§ **Available data**:
══════════
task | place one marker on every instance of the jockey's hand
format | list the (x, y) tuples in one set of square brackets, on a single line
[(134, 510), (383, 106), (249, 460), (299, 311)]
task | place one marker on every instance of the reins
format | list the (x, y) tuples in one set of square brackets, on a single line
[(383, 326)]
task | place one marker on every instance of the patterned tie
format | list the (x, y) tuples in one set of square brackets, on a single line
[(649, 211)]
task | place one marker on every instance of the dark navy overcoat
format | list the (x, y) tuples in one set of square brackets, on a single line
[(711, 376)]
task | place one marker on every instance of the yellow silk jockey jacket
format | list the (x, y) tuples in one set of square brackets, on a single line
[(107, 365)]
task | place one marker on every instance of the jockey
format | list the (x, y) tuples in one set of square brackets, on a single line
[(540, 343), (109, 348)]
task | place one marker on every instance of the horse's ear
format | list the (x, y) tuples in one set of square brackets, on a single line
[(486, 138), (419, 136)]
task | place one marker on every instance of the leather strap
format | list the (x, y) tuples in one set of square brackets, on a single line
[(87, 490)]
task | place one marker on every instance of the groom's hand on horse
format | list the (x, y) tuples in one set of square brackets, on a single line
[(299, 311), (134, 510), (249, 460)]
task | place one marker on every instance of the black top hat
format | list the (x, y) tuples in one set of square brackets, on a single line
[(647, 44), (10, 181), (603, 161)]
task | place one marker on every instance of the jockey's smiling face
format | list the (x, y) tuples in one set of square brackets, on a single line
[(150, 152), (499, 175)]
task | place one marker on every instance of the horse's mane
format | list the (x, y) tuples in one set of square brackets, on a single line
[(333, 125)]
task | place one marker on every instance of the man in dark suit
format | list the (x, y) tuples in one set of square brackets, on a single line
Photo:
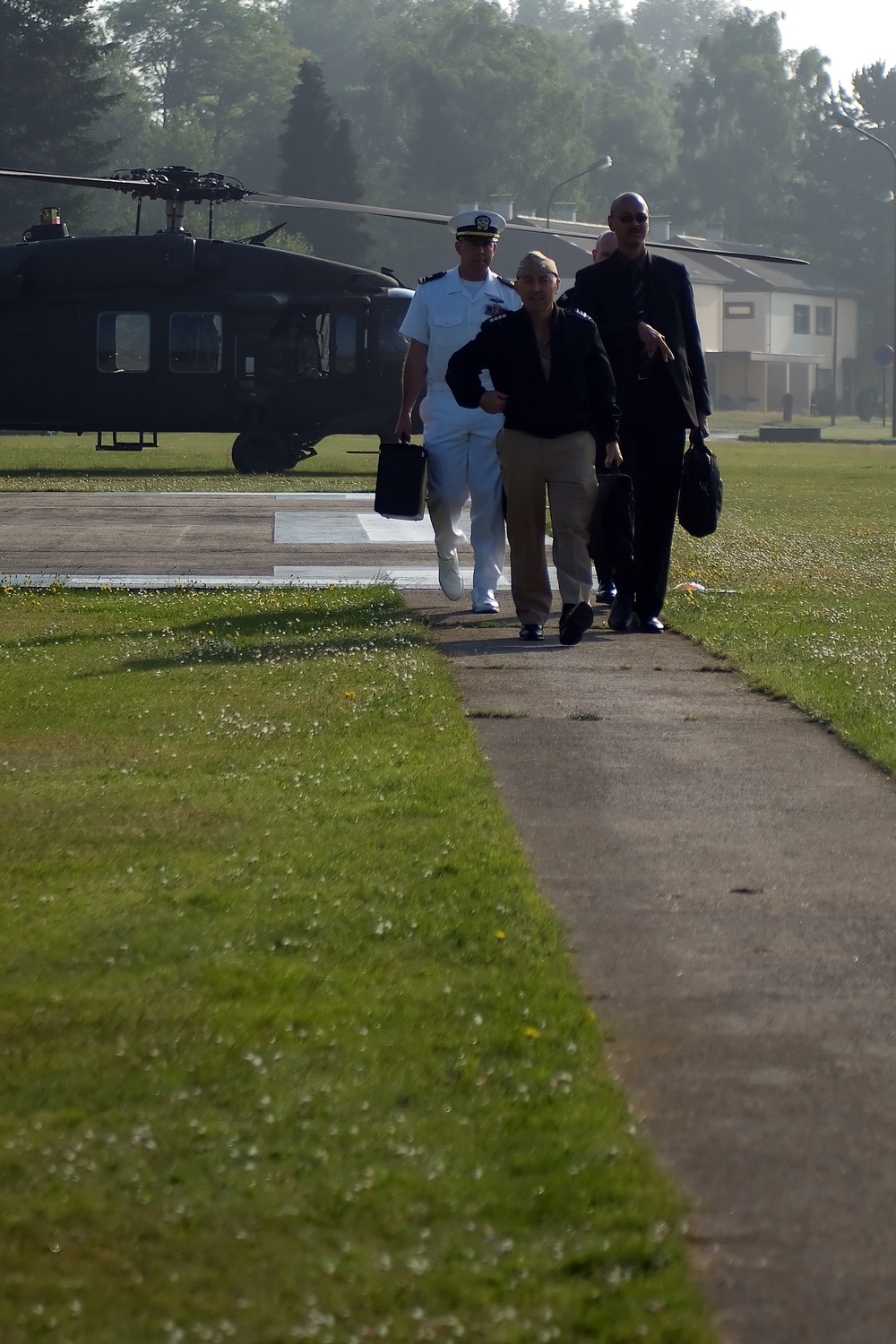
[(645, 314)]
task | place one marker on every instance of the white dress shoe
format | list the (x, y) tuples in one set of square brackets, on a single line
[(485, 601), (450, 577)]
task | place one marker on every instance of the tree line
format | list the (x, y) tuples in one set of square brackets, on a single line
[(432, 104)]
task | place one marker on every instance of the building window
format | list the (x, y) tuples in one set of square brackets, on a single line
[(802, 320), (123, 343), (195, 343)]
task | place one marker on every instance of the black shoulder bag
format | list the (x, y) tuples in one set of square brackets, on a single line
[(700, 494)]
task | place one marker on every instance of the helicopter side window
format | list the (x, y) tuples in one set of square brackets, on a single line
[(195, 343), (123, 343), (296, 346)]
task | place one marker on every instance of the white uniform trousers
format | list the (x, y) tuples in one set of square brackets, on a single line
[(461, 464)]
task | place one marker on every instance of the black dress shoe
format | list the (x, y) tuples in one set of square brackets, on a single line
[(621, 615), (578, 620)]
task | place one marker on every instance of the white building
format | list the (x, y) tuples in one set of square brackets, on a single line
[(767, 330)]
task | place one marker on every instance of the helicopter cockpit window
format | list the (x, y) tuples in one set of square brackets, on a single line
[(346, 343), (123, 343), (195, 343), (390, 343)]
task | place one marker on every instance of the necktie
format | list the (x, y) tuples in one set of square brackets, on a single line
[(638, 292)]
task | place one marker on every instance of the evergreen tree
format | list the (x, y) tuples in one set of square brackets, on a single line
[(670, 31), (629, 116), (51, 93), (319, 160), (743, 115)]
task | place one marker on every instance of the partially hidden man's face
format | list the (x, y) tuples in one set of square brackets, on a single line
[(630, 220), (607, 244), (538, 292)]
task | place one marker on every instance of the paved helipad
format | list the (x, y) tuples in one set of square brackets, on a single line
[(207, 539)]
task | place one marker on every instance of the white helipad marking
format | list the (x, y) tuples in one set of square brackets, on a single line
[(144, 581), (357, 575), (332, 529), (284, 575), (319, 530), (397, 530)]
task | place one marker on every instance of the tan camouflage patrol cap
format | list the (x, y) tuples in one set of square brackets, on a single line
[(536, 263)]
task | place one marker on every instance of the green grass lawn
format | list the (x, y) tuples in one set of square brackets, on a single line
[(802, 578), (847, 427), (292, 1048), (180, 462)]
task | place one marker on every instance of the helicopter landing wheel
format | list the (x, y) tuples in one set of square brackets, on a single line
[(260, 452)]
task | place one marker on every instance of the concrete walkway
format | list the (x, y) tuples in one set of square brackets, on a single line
══════════
§ **Work to be completed**: Lines after the one containing "task | place one marker on every instance of the dark" are not part of the task. Output the entries exactly from their first line through that one.

§ **The answer**:
task | place one marker on every instance of the jockey's hand
format | list the (x, y) tuples in one set of square brackets, on a single line
[(134, 510), (383, 106), (249, 460), (299, 311)]
task | place one marker on every instance of the reins
format | list the (x, y) tuples in one set of square brackets, on a single line
[(383, 326)]
task | place one marker on every instance of the patterned tie
format | list the (x, y) tuples in one set of square brackets, on a single line
[(649, 211)]
task | place one marker on every instance of the dark navy overcoat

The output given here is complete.